TEXT TO READ:
===

The return of the cheeky chappie

England's spin sensation plays like a man eager for a scrap and bowls like one expecting to take wickets. Long may his tribe last

Peter Roebuck
Peter Roebuck
24-Mar-2010
Swann: no particular brilliance, but much attitude and skill  •  Getty Images

Swann: no particular brilliance, but much attitude and skill  •  Getty Images

Like all countries of any age, England has endured its share of caricatures. Basil Fawlty, Captain Mainwaring, Richard the Lionheart, Robin Hood, Jonathan Ross, Beau Nash, George Formby, the Carry On films - it's a strange mixture of fact and fiction and all pointing towards an image that is at once an amusement and an aspiration.
Naturally it's the same in English cricket, for a game is in part an expression of a wider psyche. Was anyone surprised that the Germans prevailed in the semi-finals of the World Cup hockey? If not, why not? The response is informative and raises an issue many are reluctant to address: the notion that nations have cultures that are constantly but slowly evolving around an inner core. Of course, the same applies to families and schools and teams and companies and so forth.
Luckily England has a history calculated to inspire, and a cricketing tradition able to uplift. If the 1981 and 2005 series cannot instill ambition then the game is up. Over the years English cricket had had its share of archetypal characters. Most especially, it has unfurled the unyielding aristocrat, sent to cold boarding schools by parents serving overseas, the red-cheeked toff, the pragmatic professional, the betrayed working-class fast bowler, the nuggety opener, the wide boy from south of the river, the overwhelmed country lad, the canny northerner.
And they have played in the same team. Cricket's greatest triumph has been its ability to hold all sorts together. When other English games were torn apart by social considerations preventing working man and upper classes playing in the same team, cricket found ways and means of avoiding a split. Outsiders look askance at the different gates and dressing rooms and hotels and names and trains used by professionals and amateurs in the first half of the 20th century and conclude that cricket was the most class-ridden of all English sports. At best it is an oversimplification. Rugby, tennis, soccer, cycling and athletics divided along class lines. Cricket used various devices to remain intact - such as matches between Gentlemen and Players and so forth. A more interesting question is why that happened. Only the complacent will put it down entirely to love of the game. Shortages of bowlers might have had a part to play, and the fact that from the start the game was played in villages and public schools. It had a foot in both camps. That was not as true of rugby or soccer.
Of course, nowadays archetypes are not so easily outlined. Much can be told from the comedies shown on television and the novels appearing in bookshops. England has become a far more cosmopolitan society. Nationalists argue that the diversity is the very cause of the decline. Patriots suggest it is a deterioration, the inevitable result of the tiredness caused by social upheaval, world wars and a long period of high achievement and attendant pressure. Optimists like your correspondent are convinced that the fightback will be led by these new communities who arrive seeking opportunity and ready to roll up their sleeves. Already they are playing an enormous part on the cricket field. The question is not why imports like Chris Kieswetter and Jonathan Trott thrive; the issue is why Andrew Strauss and Matt Prior made the grade and not a hundred thousand other young cricketers from Hull to Highgate.

===

(Location identification items)
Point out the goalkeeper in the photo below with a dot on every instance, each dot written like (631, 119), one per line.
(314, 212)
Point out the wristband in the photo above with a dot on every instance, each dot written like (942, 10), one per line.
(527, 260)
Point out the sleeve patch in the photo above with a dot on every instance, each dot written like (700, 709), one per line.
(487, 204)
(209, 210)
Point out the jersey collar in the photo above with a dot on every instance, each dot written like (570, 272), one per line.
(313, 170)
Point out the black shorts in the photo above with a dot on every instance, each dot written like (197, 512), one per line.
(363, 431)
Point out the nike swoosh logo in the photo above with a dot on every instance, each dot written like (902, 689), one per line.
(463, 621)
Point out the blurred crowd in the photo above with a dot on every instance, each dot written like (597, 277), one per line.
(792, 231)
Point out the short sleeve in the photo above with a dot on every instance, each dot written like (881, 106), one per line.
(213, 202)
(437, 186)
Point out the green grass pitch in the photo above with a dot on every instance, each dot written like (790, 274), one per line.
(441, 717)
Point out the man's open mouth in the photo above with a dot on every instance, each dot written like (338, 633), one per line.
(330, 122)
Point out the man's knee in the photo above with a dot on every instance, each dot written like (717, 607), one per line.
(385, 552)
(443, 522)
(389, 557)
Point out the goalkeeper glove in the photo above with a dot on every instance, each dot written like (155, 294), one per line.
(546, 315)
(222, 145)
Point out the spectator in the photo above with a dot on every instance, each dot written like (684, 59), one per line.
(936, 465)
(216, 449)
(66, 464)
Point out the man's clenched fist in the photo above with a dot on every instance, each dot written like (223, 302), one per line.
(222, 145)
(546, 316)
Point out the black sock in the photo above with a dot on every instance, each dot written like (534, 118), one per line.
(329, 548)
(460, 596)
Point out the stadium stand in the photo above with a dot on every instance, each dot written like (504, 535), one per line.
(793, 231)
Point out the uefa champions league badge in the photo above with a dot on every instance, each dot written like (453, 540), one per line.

===

SET TASKS:
[A] According to the article on English cricket, which two series should instill ambition?
[B] Reproduce the stretch of the article on English cricket from "Luckily England has" through "the canny northerner.".
The listing is separate material and stands apart from the article on English cricket.

ANSWER SET:
[A] The 1981 and 2005 series.

[B]
Luckily England has a history calculated to inspire, and a cricketing tradition able to uplift. If the 1981 and 2005 series cannot instill ambition then the game is up. Over the years English cricket had had its share of archetypal characters. Most especially, it has unfurled the unyielding aristocrat, sent to cold boarding schools by parents serving overseas, the red-cheeked toff, the pragmatic professional, the betrayed working-class fast bowler, the nuggety opener, the wide boy from south of the river, the overwhelmed country lad, the canny northerner.